Update the part of the records that opens with the line containing "For each instance of the black and" and closes with the line containing "[[979, 499]]", replacing "drop a single marker" with "place one marker" and leaving everything else unchanged. Give only those lines.

-- start --

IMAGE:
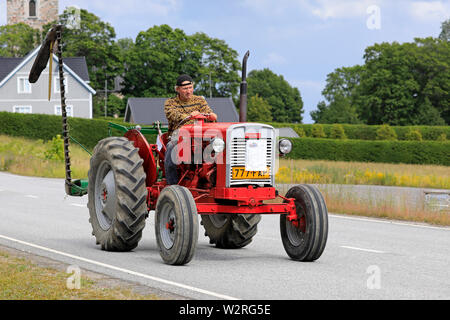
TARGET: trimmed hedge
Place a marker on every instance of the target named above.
(39, 126)
(89, 131)
(366, 132)
(411, 152)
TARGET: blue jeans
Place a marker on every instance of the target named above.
(169, 166)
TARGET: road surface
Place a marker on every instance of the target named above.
(364, 258)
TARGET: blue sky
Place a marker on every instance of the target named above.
(303, 40)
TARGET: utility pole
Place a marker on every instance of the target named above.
(106, 96)
(210, 85)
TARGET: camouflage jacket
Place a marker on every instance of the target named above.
(177, 110)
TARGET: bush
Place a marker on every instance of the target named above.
(87, 132)
(412, 152)
(385, 132)
(317, 131)
(337, 132)
(366, 132)
(414, 135)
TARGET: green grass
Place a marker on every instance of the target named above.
(20, 279)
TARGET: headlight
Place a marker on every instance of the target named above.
(218, 145)
(285, 146)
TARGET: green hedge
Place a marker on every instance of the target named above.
(89, 131)
(366, 132)
(38, 126)
(412, 152)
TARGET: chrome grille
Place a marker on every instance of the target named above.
(237, 159)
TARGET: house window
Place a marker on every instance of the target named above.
(32, 7)
(57, 87)
(69, 111)
(22, 109)
(23, 85)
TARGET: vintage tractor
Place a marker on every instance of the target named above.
(226, 176)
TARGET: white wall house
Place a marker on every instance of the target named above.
(18, 95)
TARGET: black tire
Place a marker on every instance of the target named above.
(176, 225)
(117, 195)
(305, 242)
(231, 231)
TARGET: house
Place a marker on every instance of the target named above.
(18, 95)
(147, 111)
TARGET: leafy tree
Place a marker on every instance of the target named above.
(341, 93)
(161, 54)
(445, 31)
(413, 135)
(259, 110)
(386, 132)
(317, 131)
(219, 64)
(286, 102)
(95, 40)
(398, 86)
(18, 40)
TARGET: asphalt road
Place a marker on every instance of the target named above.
(364, 258)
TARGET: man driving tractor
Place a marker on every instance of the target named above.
(177, 109)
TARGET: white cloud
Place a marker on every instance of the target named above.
(118, 8)
(430, 11)
(326, 9)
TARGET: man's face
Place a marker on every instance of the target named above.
(185, 92)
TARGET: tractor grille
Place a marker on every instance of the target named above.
(237, 159)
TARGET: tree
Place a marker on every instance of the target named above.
(95, 40)
(18, 40)
(285, 101)
(445, 31)
(219, 64)
(341, 94)
(404, 83)
(259, 110)
(160, 55)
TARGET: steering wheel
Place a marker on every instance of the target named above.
(200, 116)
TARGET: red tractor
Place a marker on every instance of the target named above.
(230, 185)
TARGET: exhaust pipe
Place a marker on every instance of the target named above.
(243, 98)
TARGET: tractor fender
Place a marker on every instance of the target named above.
(145, 152)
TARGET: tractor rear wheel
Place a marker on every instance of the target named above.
(176, 225)
(117, 195)
(230, 231)
(305, 238)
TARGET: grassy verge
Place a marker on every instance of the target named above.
(37, 158)
(20, 279)
(384, 209)
(363, 173)
(40, 159)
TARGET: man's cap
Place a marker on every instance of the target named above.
(184, 78)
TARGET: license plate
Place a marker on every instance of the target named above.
(241, 173)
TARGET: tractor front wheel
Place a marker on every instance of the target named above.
(230, 231)
(176, 225)
(305, 238)
(117, 195)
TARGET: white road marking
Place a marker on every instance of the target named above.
(361, 249)
(388, 222)
(104, 265)
(78, 205)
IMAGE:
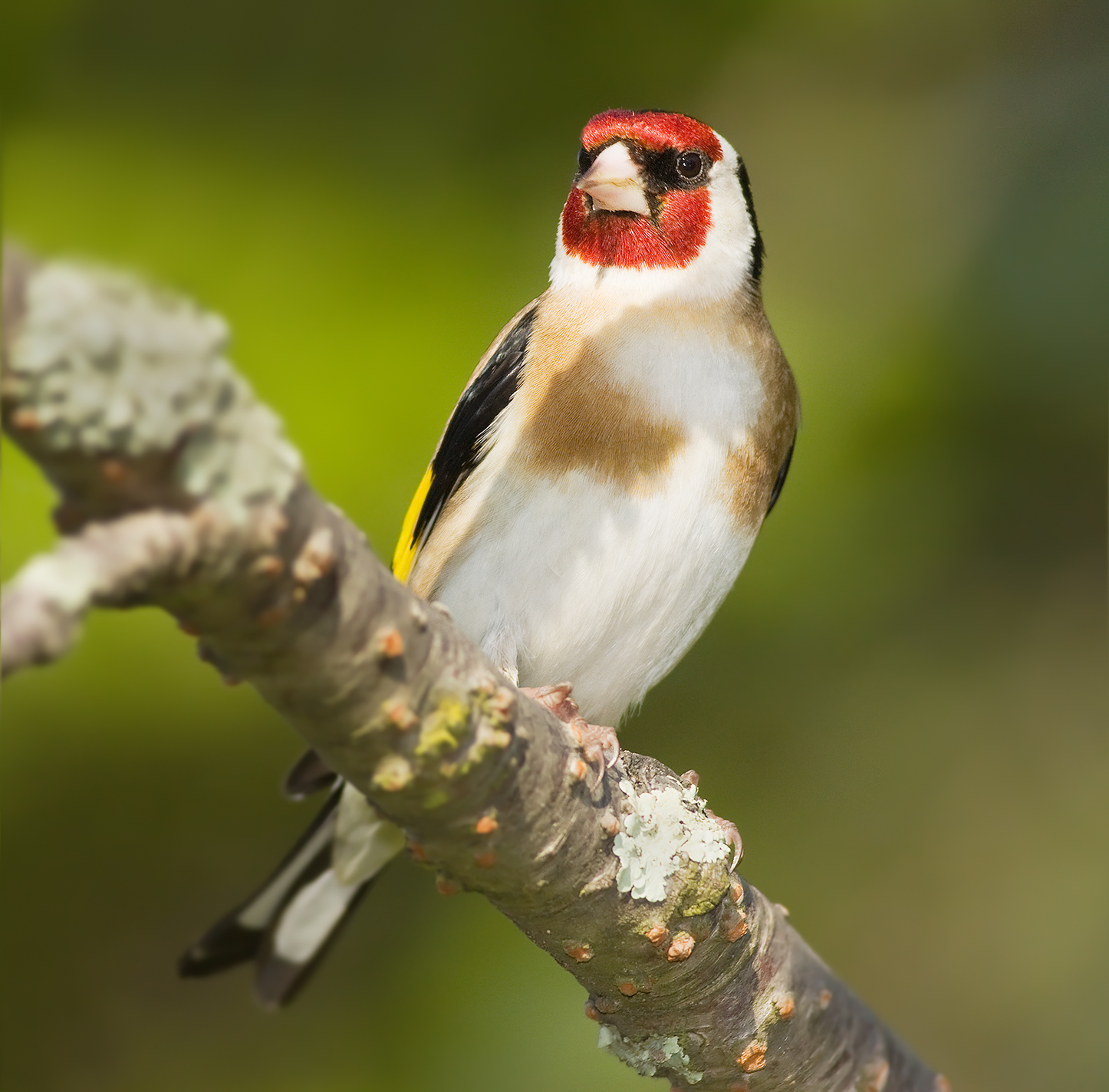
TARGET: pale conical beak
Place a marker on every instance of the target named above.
(614, 182)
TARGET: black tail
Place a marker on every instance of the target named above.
(238, 937)
(291, 922)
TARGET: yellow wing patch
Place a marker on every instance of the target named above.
(405, 554)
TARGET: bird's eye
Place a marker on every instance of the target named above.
(690, 164)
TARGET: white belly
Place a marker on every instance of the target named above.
(604, 589)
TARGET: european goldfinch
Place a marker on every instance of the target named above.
(596, 492)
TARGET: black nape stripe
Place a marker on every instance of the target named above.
(780, 480)
(462, 443)
(758, 252)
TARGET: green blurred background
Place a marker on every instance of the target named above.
(902, 704)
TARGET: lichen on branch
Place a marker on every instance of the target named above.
(178, 489)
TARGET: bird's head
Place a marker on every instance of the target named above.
(660, 203)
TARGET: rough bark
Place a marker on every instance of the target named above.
(178, 489)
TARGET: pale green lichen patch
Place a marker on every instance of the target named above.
(393, 773)
(106, 363)
(666, 833)
(444, 726)
(648, 1056)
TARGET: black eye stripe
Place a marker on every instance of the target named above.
(671, 169)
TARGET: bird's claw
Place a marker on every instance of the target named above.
(556, 699)
(598, 744)
(732, 834)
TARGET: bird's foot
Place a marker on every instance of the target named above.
(731, 831)
(598, 744)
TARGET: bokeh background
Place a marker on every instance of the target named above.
(902, 704)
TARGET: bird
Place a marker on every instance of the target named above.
(594, 495)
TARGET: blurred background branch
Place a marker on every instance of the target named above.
(913, 659)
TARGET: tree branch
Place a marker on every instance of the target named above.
(178, 489)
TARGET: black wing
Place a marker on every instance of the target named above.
(462, 445)
(780, 482)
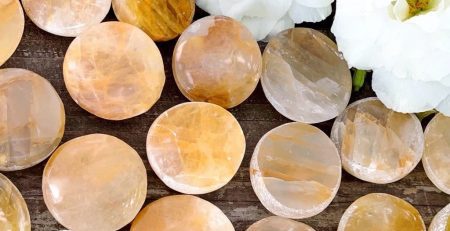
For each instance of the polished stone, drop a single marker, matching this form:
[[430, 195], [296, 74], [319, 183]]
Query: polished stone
[[377, 144], [195, 148], [217, 60], [14, 214], [305, 77], [115, 78], [66, 17], [32, 119], [162, 20], [295, 170], [436, 157], [181, 212], [94, 182], [378, 211], [12, 23]]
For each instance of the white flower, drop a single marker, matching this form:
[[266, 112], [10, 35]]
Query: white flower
[[268, 17], [407, 45]]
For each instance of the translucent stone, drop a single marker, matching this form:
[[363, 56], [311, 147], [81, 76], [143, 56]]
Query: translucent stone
[[181, 212], [436, 157], [12, 23], [14, 214], [195, 148], [377, 144], [162, 20], [379, 211], [66, 18], [305, 77], [94, 182], [114, 71], [32, 119], [295, 170], [217, 60]]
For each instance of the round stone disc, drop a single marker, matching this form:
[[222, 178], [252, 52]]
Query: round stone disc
[[94, 182], [377, 144], [114, 71], [379, 211], [295, 170], [162, 20], [13, 209], [217, 60], [436, 157], [181, 212], [66, 18], [305, 77], [32, 119], [195, 148], [12, 23]]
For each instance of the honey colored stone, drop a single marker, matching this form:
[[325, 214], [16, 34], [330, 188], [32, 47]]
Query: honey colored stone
[[12, 23], [181, 212], [195, 148], [66, 17], [378, 211], [114, 71], [295, 170], [162, 20], [305, 77], [217, 60], [94, 182], [32, 119], [377, 144], [14, 214]]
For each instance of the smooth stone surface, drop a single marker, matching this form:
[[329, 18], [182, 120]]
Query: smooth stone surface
[[305, 77], [12, 23], [162, 20], [14, 214], [295, 170], [181, 212], [436, 156], [114, 71], [66, 17], [32, 119], [94, 182], [217, 60], [195, 148], [377, 144], [379, 211]]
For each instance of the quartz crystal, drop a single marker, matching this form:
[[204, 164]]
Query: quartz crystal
[[14, 214], [31, 119], [217, 60], [162, 20], [377, 144], [378, 211], [195, 148], [181, 212], [114, 71], [66, 17], [304, 76], [295, 170], [94, 182], [12, 23]]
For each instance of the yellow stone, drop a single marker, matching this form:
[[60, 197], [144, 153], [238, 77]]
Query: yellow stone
[[32, 119], [195, 148], [181, 212], [14, 214], [114, 71], [378, 211], [162, 20], [94, 182], [217, 60]]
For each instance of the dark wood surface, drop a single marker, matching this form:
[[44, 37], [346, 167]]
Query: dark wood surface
[[43, 53]]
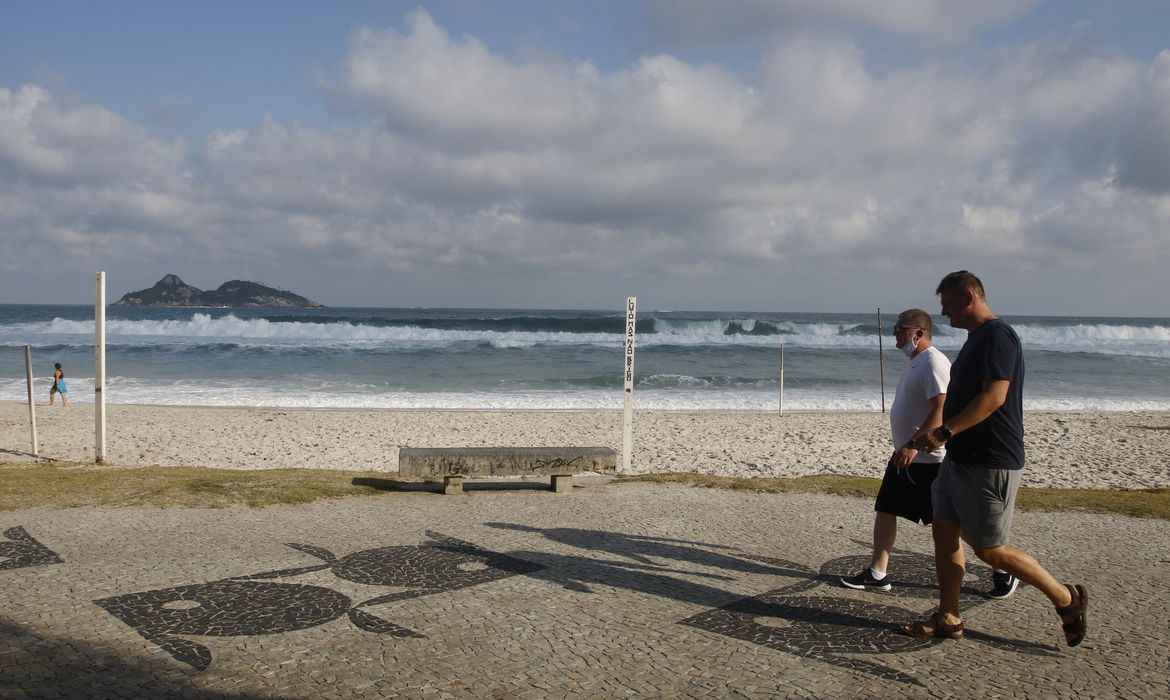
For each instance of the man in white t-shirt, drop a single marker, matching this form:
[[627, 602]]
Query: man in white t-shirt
[[917, 404]]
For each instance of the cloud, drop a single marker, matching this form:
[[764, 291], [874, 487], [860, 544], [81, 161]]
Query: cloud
[[466, 176], [937, 20]]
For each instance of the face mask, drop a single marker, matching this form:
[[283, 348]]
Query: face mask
[[909, 348]]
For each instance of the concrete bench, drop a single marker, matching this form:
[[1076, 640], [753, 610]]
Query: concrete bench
[[454, 464]]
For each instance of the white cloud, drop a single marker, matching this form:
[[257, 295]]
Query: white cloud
[[941, 20], [482, 171]]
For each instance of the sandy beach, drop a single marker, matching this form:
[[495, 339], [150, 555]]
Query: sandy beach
[[1103, 450]]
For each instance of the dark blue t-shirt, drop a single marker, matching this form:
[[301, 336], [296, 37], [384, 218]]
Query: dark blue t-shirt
[[992, 351]]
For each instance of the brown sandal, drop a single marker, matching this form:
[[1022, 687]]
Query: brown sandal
[[935, 626], [1072, 617]]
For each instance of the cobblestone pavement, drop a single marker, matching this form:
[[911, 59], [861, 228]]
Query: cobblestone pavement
[[617, 590]]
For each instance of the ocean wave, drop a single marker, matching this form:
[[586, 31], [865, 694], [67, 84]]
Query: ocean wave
[[338, 395], [523, 331]]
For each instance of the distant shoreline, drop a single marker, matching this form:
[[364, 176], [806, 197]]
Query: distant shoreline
[[1086, 450]]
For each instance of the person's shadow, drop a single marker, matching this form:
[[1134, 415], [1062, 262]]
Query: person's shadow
[[644, 550]]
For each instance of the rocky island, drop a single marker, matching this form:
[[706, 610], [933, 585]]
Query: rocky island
[[173, 292]]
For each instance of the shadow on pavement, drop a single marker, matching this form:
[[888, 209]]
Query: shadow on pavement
[[397, 485], [35, 665]]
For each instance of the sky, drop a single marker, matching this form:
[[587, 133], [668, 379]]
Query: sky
[[751, 155]]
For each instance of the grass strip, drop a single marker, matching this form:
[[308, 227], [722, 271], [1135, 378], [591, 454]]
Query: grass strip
[[68, 486], [61, 485], [1147, 502]]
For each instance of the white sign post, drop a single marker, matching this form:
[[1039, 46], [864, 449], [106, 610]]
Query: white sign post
[[32, 405], [100, 371], [782, 378], [627, 431]]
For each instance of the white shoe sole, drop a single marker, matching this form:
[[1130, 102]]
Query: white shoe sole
[[876, 587], [1016, 584]]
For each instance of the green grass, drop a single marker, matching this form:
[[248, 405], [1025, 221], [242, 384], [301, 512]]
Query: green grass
[[59, 485], [1148, 502], [68, 486]]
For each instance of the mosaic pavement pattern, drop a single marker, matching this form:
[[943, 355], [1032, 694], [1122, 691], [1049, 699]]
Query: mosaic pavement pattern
[[249, 605], [621, 591]]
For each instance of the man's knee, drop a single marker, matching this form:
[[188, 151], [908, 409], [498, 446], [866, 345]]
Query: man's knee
[[992, 556]]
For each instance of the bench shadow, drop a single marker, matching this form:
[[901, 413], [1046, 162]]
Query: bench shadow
[[398, 485]]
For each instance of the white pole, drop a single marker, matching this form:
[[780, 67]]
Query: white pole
[[100, 371], [782, 378], [627, 431], [881, 363], [32, 405]]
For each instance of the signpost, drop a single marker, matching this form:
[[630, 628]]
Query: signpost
[[881, 363], [627, 431], [32, 405], [100, 371], [782, 377]]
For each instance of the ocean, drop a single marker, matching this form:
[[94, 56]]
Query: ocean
[[534, 358]]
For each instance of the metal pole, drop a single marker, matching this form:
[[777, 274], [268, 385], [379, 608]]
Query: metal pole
[[881, 363], [100, 371], [32, 404], [627, 425], [782, 378]]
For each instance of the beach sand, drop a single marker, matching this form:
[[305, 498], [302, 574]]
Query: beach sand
[[1065, 450]]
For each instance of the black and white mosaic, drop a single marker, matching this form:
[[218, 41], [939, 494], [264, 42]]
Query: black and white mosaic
[[834, 629], [250, 605], [20, 550]]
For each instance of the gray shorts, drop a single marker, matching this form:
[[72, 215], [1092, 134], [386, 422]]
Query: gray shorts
[[979, 499]]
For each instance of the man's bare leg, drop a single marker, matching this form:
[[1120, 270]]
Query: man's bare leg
[[1020, 564], [885, 535], [950, 565]]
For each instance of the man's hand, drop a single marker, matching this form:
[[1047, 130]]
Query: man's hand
[[903, 457], [927, 439]]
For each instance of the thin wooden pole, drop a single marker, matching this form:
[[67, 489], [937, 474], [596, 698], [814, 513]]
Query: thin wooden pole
[[100, 371], [881, 363], [32, 404], [782, 378], [627, 424]]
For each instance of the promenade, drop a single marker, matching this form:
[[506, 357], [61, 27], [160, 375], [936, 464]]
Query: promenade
[[616, 590]]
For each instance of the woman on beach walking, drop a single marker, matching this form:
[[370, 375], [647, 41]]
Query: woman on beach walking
[[59, 385]]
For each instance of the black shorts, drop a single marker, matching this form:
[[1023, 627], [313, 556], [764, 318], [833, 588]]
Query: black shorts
[[906, 493]]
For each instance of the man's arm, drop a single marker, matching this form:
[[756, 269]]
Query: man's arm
[[976, 411], [904, 454]]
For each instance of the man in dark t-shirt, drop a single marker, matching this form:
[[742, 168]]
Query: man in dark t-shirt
[[975, 492]]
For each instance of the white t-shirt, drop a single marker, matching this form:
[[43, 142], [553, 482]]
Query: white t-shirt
[[926, 377]]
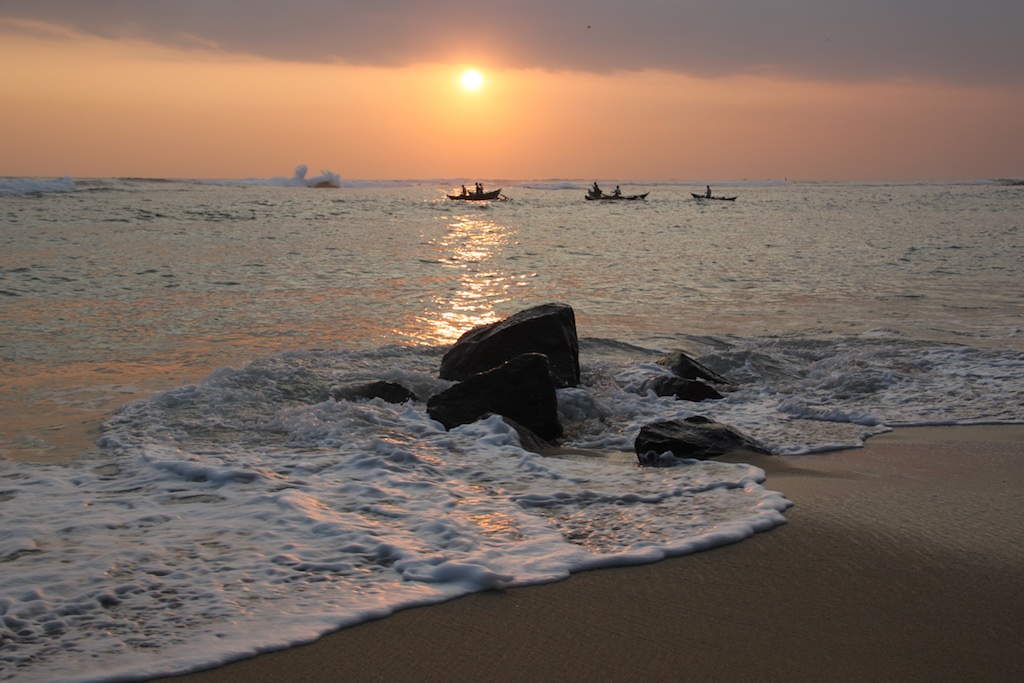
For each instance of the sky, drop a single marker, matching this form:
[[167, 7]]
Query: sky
[[652, 89]]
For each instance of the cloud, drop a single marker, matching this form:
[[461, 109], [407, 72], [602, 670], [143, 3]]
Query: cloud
[[868, 40]]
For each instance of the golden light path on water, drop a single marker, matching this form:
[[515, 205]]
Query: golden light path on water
[[470, 248]]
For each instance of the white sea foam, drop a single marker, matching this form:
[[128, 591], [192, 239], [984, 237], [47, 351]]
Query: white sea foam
[[298, 179], [30, 185], [252, 511]]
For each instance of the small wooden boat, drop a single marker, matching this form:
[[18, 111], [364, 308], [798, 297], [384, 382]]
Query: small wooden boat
[[613, 198], [477, 197]]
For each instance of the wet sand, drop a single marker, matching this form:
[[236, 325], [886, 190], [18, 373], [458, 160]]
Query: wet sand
[[901, 561]]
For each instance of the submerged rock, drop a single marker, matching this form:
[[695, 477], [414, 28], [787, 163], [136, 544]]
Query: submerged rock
[[695, 437], [680, 388], [548, 329], [688, 369], [521, 389]]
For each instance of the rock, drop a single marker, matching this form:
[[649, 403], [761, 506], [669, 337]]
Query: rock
[[695, 437], [548, 329], [389, 391], [521, 389], [680, 388], [688, 369]]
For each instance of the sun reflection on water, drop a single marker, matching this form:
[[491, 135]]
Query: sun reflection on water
[[470, 252]]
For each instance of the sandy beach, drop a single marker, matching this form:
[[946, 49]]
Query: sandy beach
[[901, 561]]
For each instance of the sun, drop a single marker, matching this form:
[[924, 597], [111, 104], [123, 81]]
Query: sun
[[471, 79]]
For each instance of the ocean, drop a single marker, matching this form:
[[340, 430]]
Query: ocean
[[178, 489]]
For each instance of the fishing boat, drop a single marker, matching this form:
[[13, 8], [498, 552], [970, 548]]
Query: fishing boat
[[596, 193], [612, 198], [477, 196]]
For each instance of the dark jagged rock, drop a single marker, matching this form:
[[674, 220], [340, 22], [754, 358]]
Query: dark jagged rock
[[688, 369], [389, 391], [548, 329], [680, 388], [695, 437], [520, 389]]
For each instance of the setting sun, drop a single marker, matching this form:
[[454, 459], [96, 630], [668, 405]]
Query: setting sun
[[472, 80]]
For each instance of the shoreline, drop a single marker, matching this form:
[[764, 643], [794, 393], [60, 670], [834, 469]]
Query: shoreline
[[899, 561]]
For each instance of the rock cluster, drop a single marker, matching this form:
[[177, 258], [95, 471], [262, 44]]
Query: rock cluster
[[514, 367]]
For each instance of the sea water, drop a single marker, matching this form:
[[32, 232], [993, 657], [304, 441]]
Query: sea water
[[178, 489]]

-- end --

TASK ANSWER
For each instance of the black and white mosaic, place one marker, matching this form:
[[218, 41], [939, 494], [264, 42]]
Query: black and white mosaic
[[834, 629], [250, 605], [20, 550]]
For each instance of the gray shorts, place one marker, matching this form:
[[72, 215], [1092, 134], [386, 422]]
Query: gray shorts
[[979, 499]]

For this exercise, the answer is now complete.